WORK ITEM » Restate every entry verbatim; drop the pictures.

Stored items
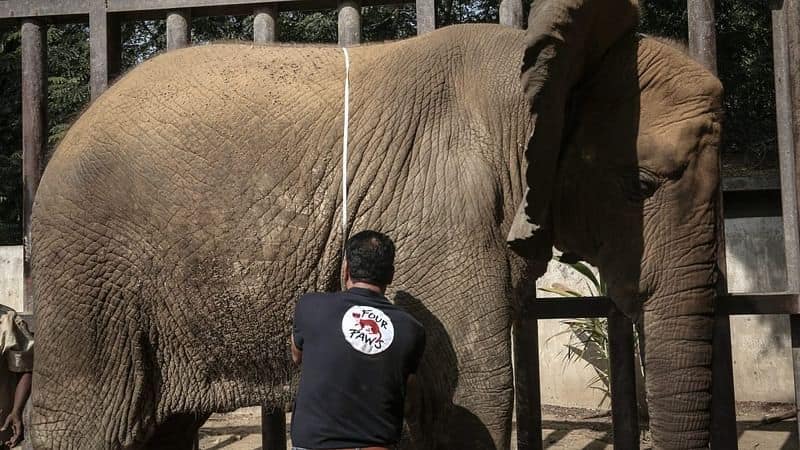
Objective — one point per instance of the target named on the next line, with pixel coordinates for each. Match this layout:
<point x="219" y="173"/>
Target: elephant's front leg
<point x="466" y="373"/>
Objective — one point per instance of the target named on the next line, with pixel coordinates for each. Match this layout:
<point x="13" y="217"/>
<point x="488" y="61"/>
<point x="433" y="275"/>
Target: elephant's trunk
<point x="678" y="328"/>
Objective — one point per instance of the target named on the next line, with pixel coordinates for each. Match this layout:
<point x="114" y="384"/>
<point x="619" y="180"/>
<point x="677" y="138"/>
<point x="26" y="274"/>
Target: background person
<point x="16" y="349"/>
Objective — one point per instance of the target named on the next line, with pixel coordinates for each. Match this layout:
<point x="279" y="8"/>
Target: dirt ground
<point x="564" y="429"/>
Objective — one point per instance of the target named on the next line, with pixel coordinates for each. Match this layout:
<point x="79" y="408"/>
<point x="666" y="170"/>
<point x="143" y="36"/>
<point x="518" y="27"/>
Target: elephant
<point x="190" y="205"/>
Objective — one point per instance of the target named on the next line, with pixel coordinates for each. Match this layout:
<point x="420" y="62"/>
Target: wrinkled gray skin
<point x="190" y="205"/>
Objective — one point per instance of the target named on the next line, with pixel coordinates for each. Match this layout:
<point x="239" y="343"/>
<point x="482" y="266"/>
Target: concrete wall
<point x="761" y="345"/>
<point x="11" y="276"/>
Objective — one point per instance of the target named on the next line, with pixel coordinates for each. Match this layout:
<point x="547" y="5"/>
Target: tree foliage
<point x="744" y="52"/>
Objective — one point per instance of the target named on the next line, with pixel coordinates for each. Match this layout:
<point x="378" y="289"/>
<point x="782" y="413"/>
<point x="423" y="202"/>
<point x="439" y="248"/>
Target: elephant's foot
<point x="178" y="432"/>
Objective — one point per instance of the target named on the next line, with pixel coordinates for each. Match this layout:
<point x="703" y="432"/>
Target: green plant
<point x="588" y="337"/>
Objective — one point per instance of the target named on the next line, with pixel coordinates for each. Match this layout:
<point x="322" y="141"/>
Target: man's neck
<point x="372" y="287"/>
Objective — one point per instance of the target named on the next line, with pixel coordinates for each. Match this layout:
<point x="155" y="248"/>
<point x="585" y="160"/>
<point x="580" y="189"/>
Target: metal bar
<point x="624" y="410"/>
<point x="761" y="304"/>
<point x="349" y="23"/>
<point x="179" y="28"/>
<point x="723" y="412"/>
<point x="511" y="13"/>
<point x="786" y="143"/>
<point x="273" y="428"/>
<point x="265" y="24"/>
<point x="34" y="135"/>
<point x="426" y="16"/>
<point x="702" y="33"/>
<point x="527" y="387"/>
<point x="98" y="49"/>
<point x="571" y="307"/>
<point x="786" y="56"/>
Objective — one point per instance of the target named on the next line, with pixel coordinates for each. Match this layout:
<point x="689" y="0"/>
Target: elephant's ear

OUTPUT FOR THIS TASK »
Objective — one point per instance of the target named on the next line, with pixel coordinates for each. Match this layout:
<point x="219" y="173"/>
Target: elephant's front leg
<point x="466" y="373"/>
Objective — one point per instance of the target named on the next line, with pixel coordinates for each. Match this layout:
<point x="13" y="217"/>
<point x="488" y="61"/>
<point x="433" y="275"/>
Target: elephant's trunk
<point x="678" y="328"/>
Objective — one point per instance of the target named on the next line, with pixel coordinates for each. Match this layout:
<point x="114" y="384"/>
<point x="619" y="180"/>
<point x="677" y="138"/>
<point x="26" y="274"/>
Target: background person
<point x="16" y="349"/>
Objective — one point per instance of the target named on the next line, with pixel coordinates for each. Match this layout:
<point x="279" y="8"/>
Target: dirt ground
<point x="564" y="429"/>
Objective — one point per instance of the target named on the next line, with pixel coordinates for each. Match this layout:
<point x="79" y="408"/>
<point x="666" y="170"/>
<point x="143" y="36"/>
<point x="518" y="27"/>
Target: elephant
<point x="190" y="205"/>
Objective — one point per instance of the target named on the next line, with pixel coordinates for each. Match this layout:
<point x="420" y="62"/>
Target: wrinkled gray skin
<point x="190" y="205"/>
Objective — one point per instance of the target named on the next line, with pixel coordinates for each. Match this layout:
<point x="239" y="343"/>
<point x="482" y="266"/>
Target: concrete wall
<point x="761" y="345"/>
<point x="11" y="276"/>
Objective — one point per instance of the target named on the next line, with pixel coordinates for each. Match this layout:
<point x="547" y="5"/>
Target: tree foliage
<point x="744" y="52"/>
Objective — one point per instance of the target named on the next line, with pixel coordinates for each. Match this layout:
<point x="378" y="289"/>
<point x="782" y="413"/>
<point x="423" y="202"/>
<point x="439" y="248"/>
Target: elephant's foot
<point x="178" y="432"/>
Objective — one point per instance of the target named on the next line, with pixel coordinates for each. Match this layout:
<point x="703" y="432"/>
Target: green plant
<point x="588" y="337"/>
Objective — one point per instance of the target named on the next line, with pixel coordinates for each. Match this layout:
<point x="322" y="141"/>
Target: man's neck
<point x="372" y="287"/>
Objective — one point per instance of the target named on the next line, with pixel coordinates for each. Match this layout:
<point x="155" y="248"/>
<point x="585" y="160"/>
<point x="580" y="189"/>
Target: metal bar
<point x="624" y="410"/>
<point x="761" y="304"/>
<point x="349" y="23"/>
<point x="179" y="28"/>
<point x="723" y="412"/>
<point x="511" y="13"/>
<point x="786" y="143"/>
<point x="273" y="428"/>
<point x="265" y="24"/>
<point x="34" y="135"/>
<point x="426" y="16"/>
<point x="702" y="33"/>
<point x="527" y="387"/>
<point x="98" y="49"/>
<point x="571" y="307"/>
<point x="786" y="56"/>
Objective — one point per instance of the target named on the next line, with pixel coordinates for each. Match this layout:
<point x="689" y="0"/>
Target: elephant's ear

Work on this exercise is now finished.